** START **

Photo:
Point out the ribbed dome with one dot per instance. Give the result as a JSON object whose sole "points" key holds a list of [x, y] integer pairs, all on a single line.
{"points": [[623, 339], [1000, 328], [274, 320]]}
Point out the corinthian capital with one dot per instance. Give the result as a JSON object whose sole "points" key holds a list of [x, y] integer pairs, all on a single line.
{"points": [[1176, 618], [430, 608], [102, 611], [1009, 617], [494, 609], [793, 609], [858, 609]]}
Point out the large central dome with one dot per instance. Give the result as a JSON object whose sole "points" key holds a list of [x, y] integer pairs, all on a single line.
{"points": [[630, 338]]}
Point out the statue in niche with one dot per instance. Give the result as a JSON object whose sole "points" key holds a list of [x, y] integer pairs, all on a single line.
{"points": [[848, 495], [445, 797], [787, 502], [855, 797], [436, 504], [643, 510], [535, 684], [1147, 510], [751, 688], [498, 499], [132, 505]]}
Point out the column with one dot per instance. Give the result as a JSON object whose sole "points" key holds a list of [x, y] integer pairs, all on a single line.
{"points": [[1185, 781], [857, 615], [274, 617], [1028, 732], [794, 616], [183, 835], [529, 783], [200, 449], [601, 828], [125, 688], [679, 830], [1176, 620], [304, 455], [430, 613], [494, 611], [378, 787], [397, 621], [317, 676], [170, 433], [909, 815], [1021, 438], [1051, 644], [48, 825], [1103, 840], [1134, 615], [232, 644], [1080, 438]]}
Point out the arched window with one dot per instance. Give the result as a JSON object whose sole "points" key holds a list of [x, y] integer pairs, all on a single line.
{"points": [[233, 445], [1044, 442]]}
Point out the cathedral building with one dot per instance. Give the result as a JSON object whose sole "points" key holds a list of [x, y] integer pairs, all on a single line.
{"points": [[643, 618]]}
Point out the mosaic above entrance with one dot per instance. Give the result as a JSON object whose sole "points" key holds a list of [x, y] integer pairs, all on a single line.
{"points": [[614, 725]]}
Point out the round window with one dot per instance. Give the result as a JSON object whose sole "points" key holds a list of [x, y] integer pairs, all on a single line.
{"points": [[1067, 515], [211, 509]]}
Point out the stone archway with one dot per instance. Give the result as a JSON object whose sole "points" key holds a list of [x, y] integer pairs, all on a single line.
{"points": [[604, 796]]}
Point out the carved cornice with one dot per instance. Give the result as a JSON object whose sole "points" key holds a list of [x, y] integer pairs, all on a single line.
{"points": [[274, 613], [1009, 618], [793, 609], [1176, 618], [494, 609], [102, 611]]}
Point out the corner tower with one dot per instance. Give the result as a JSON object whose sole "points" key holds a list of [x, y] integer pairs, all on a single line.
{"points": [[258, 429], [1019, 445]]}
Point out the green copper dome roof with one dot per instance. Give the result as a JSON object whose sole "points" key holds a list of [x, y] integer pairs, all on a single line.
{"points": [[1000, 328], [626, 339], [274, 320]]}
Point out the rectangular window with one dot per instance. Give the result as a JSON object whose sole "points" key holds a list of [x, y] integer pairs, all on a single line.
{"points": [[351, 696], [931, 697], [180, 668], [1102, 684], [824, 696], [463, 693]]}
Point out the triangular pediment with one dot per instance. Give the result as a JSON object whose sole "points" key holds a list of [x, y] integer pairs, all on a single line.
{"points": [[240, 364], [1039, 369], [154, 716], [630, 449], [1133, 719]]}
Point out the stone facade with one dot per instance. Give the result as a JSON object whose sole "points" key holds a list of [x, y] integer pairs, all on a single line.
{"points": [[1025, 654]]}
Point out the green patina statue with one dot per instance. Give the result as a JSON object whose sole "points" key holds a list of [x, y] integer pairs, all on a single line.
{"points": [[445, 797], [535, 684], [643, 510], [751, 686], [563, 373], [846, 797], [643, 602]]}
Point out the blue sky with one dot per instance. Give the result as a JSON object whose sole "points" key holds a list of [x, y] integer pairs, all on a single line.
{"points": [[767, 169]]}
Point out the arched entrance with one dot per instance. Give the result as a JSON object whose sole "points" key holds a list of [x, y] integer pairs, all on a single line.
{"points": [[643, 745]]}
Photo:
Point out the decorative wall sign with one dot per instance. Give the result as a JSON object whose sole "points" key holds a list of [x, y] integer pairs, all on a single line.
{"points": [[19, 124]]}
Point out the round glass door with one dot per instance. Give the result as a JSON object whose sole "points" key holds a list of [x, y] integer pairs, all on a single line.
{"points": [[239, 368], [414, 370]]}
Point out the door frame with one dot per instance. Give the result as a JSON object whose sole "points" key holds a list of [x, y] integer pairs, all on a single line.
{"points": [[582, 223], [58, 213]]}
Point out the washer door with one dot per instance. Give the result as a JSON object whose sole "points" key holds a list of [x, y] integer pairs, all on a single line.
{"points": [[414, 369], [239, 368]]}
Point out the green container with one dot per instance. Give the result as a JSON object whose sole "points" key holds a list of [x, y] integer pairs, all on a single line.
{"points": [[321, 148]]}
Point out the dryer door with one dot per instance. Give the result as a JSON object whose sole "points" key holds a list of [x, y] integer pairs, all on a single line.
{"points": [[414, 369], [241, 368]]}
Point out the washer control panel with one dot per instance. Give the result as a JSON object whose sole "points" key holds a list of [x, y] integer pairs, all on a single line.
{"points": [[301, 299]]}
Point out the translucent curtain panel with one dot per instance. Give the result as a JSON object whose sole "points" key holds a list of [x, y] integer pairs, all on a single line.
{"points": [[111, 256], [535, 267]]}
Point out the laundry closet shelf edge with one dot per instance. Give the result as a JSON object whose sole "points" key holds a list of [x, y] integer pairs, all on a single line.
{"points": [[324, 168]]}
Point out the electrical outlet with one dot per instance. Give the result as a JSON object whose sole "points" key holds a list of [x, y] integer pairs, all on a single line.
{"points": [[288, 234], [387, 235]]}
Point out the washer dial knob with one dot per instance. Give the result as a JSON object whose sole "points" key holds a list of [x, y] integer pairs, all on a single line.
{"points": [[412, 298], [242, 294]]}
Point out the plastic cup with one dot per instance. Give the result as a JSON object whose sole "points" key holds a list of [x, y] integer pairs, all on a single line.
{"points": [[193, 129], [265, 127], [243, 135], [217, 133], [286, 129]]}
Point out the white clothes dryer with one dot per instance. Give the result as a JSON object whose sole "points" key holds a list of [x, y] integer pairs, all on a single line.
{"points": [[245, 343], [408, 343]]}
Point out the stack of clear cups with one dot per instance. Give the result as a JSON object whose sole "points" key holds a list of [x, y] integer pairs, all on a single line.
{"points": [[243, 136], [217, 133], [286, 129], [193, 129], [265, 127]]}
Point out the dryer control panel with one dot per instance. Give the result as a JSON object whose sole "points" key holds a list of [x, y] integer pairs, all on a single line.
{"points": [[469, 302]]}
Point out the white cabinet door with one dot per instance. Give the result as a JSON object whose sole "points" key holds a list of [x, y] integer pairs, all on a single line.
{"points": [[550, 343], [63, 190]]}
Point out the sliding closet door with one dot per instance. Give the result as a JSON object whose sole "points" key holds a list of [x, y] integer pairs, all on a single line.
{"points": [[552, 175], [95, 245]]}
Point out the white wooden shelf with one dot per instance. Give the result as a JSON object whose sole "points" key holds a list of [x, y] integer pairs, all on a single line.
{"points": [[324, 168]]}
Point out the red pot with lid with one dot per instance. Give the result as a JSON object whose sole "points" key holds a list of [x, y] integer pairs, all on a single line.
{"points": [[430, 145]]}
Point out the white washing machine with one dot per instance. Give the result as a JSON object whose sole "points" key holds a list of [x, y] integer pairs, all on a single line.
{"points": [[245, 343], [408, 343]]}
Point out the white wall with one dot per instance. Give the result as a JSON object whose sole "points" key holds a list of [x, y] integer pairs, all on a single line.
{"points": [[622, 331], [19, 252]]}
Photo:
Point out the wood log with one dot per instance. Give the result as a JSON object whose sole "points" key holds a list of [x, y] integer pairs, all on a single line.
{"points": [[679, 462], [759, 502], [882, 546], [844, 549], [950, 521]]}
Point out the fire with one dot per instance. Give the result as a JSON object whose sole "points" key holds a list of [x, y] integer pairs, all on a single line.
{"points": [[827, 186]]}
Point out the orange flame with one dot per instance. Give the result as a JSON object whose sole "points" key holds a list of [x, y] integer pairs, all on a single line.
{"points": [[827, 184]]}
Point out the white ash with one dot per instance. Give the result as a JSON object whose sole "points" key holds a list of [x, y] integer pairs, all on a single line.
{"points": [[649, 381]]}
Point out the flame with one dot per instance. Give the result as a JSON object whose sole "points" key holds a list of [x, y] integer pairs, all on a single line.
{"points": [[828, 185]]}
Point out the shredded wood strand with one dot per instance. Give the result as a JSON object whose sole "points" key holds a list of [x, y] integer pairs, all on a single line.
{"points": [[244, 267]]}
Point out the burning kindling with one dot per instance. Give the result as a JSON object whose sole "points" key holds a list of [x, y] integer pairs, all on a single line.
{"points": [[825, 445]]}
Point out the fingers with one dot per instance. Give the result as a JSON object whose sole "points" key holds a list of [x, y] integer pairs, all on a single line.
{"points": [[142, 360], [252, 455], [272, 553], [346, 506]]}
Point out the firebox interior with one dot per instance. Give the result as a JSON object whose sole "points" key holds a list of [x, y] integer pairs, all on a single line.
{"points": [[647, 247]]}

** END **

Change "burning kindling" to "smoldering kindling" in the lines from the one containing "Point out the flame" through the last line, inclusive. Return only those lines, with everything else left as it is.

Point out the flame with one dot per instance. Give the result as a JSON object whose sole "points" key holds a list of [x, y] integer pairs, all on a single line.
{"points": [[828, 185]]}
Point out the shredded wood strand with one dot per instance. Give the result as a JSON object whose sole "points" key holds a list of [x, y] integer pairs, all on a single line.
{"points": [[244, 267]]}
Point out the smoldering kindling with one dot per instance. Give the result as a JSON object whose sole "points" key holds a list of [x, y] integer pairs, all on a single line.
{"points": [[825, 445]]}
Point out the fingers with one dot per instance. Give the result as a JSON object whose sole "points" key holds a list of [x, y] integer pairs, all on a single line.
{"points": [[142, 360], [252, 455], [272, 553], [346, 506]]}
Point out the firebox interior with one dot per instance. Give the result as a JSON object whose sole "points" key holds a list of [x, y] integer pairs, all on a single line.
{"points": [[647, 247]]}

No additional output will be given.